**TASK TO CARRY OUT:** Copy the listing below line for line, with no changes.

**SUPPLIED INFORMATION:**
================

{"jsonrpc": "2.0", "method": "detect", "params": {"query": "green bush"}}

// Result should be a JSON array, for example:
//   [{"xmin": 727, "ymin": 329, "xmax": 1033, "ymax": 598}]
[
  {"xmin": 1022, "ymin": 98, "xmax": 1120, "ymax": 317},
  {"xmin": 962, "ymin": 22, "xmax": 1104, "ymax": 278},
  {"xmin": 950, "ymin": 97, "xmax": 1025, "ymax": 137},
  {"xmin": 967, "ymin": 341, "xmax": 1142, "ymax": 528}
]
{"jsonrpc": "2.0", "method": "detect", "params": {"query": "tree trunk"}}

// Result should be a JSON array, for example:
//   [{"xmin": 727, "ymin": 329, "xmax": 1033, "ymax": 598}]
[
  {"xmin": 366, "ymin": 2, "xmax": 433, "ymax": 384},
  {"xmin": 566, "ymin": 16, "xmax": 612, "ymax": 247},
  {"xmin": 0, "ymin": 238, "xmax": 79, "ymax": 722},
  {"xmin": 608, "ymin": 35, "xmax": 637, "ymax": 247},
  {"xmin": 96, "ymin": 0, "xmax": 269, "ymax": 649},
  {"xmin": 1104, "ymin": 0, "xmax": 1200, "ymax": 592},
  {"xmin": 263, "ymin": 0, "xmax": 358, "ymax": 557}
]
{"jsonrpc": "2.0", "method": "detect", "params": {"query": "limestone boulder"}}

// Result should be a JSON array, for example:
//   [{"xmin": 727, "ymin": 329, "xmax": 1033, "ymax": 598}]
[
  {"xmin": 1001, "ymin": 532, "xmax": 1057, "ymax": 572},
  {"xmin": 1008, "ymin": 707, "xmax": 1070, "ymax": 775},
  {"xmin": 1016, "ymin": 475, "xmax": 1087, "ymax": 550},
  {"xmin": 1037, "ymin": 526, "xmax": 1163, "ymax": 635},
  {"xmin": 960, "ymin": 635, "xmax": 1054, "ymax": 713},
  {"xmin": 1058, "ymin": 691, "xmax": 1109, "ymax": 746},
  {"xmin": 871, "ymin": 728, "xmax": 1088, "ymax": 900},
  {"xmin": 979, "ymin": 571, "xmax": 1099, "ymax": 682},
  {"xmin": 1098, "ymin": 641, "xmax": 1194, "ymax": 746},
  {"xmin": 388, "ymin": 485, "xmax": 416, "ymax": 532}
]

================

**WRITTEN RESPONSE:**
{"jsonrpc": "2.0", "method": "detect", "params": {"query": "green bush"}}

// Result should be a JSON array, for example:
//   [{"xmin": 727, "ymin": 329, "xmax": 1033, "ymax": 598}]
[
  {"xmin": 1022, "ymin": 98, "xmax": 1120, "ymax": 317},
  {"xmin": 962, "ymin": 22, "xmax": 1104, "ymax": 278},
  {"xmin": 950, "ymin": 97, "xmax": 1025, "ymax": 137},
  {"xmin": 967, "ymin": 341, "xmax": 1142, "ymax": 528}
]
{"jsonrpc": "2.0", "method": "detect", "params": {"query": "tree trunk"}}

// Result should be a JSON array, for example:
//   [{"xmin": 727, "ymin": 329, "xmax": 1033, "ymax": 598}]
[
  {"xmin": 366, "ymin": 2, "xmax": 433, "ymax": 384},
  {"xmin": 566, "ymin": 16, "xmax": 612, "ymax": 247},
  {"xmin": 0, "ymin": 238, "xmax": 79, "ymax": 722},
  {"xmin": 608, "ymin": 35, "xmax": 637, "ymax": 247},
  {"xmin": 96, "ymin": 0, "xmax": 269, "ymax": 649},
  {"xmin": 1104, "ymin": 0, "xmax": 1200, "ymax": 592},
  {"xmin": 263, "ymin": 0, "xmax": 358, "ymax": 557}
]
{"jsonrpc": "2.0", "method": "detect", "params": {"query": "limestone boulder"}}

// Result should be a JSON array, for example:
//   [{"xmin": 727, "ymin": 329, "xmax": 1033, "ymax": 598}]
[
  {"xmin": 1001, "ymin": 532, "xmax": 1057, "ymax": 572},
  {"xmin": 1008, "ymin": 707, "xmax": 1070, "ymax": 775},
  {"xmin": 1016, "ymin": 475, "xmax": 1087, "ymax": 550},
  {"xmin": 1037, "ymin": 526, "xmax": 1163, "ymax": 635},
  {"xmin": 960, "ymin": 635, "xmax": 1054, "ymax": 713},
  {"xmin": 1058, "ymin": 691, "xmax": 1109, "ymax": 746},
  {"xmin": 871, "ymin": 728, "xmax": 1088, "ymax": 900},
  {"xmin": 979, "ymin": 571, "xmax": 1099, "ymax": 682},
  {"xmin": 1098, "ymin": 641, "xmax": 1194, "ymax": 746},
  {"xmin": 388, "ymin": 485, "xmax": 416, "ymax": 532}
]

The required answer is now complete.